Turn the lines from the one containing "of the flush" through the last line of the records, inclusive, into a numbered list, dropping any blank lines.

== TASK MATERIAL ==

★ ★ ★ ★ ★ ★ ★

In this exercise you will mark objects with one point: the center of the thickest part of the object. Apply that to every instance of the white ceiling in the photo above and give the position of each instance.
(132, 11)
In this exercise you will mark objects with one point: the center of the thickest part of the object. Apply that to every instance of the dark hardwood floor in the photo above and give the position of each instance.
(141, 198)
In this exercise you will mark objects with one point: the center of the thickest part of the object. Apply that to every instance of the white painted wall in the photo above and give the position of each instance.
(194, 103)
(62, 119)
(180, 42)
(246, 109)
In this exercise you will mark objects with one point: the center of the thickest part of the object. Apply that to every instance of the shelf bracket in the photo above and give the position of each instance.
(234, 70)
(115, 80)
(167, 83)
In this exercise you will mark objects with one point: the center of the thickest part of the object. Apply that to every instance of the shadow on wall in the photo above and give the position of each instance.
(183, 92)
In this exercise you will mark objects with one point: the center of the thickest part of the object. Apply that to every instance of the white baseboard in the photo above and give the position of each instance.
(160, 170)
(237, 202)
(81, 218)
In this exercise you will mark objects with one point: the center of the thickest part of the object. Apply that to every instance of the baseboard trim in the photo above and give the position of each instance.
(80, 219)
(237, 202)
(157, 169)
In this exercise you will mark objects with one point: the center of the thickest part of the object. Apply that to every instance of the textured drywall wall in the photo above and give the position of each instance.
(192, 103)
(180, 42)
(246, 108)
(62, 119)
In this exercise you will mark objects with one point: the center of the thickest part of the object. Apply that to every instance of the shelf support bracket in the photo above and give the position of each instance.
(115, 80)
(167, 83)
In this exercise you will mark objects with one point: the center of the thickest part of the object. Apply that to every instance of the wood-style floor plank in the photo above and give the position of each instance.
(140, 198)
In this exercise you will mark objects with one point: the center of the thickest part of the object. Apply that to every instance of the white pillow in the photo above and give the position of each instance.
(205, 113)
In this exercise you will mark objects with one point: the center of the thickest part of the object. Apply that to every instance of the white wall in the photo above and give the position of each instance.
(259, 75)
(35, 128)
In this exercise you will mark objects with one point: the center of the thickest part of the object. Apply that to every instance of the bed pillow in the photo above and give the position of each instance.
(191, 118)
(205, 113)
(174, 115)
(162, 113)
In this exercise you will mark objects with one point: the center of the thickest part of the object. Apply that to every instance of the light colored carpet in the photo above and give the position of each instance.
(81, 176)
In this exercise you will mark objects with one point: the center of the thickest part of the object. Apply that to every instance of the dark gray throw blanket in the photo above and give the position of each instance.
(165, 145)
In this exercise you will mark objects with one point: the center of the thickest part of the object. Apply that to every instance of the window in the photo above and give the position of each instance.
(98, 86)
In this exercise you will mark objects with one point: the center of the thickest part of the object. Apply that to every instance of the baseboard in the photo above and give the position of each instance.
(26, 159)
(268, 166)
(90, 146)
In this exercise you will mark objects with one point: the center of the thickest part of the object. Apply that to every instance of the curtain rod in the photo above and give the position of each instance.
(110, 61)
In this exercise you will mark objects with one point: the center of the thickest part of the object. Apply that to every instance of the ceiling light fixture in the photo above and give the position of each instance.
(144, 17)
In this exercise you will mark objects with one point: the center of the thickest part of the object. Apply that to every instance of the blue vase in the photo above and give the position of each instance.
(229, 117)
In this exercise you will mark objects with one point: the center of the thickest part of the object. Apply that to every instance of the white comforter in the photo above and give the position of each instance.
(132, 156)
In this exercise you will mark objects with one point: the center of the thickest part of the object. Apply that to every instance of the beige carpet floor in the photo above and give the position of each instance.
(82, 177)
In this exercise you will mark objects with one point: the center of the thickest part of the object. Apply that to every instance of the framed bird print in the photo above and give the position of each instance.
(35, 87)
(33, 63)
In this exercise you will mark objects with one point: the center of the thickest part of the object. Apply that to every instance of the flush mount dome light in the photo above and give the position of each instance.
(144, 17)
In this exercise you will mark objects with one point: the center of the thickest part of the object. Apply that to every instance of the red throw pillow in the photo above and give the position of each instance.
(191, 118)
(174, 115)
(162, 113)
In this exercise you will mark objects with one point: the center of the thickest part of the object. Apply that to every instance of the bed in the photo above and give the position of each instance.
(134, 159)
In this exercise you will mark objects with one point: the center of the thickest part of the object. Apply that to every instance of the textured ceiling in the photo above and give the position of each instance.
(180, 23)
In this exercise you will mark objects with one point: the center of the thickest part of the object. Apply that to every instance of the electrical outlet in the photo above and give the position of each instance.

★ ★ ★ ★ ★ ★ ★

== CORRECT ANSWER ==
1. In this exercise you will mark objects with one point: the center of the thickest part of the object. Apply that to every instance of the flush mount dome light in the photo above and give the position of each instance.
2. (144, 17)
3. In this exercise you will mark objects with one point: the center of the thickest part of the object. Apply that to every instance of the red throw pillow in the photo above and give the position of each instance.
4. (191, 118)
5. (174, 115)
6. (162, 113)
7. In this exercise you will mark objects with one point: the center of the thickest part of the object. Apply that to every instance of the bed in the photo above and give the position of each instance.
8. (134, 159)
9. In this exercise you will mark objects with one point: the center of the thickest part of the object. Apply that to every instance of the textured ceiling in the photo above and give the position of each instance.
10. (180, 23)
11. In this exercise you will mark objects with one point: the center of the thickest part of the object. Apply that to every instance of the electrical outlet in the photo above and give the position of each instance.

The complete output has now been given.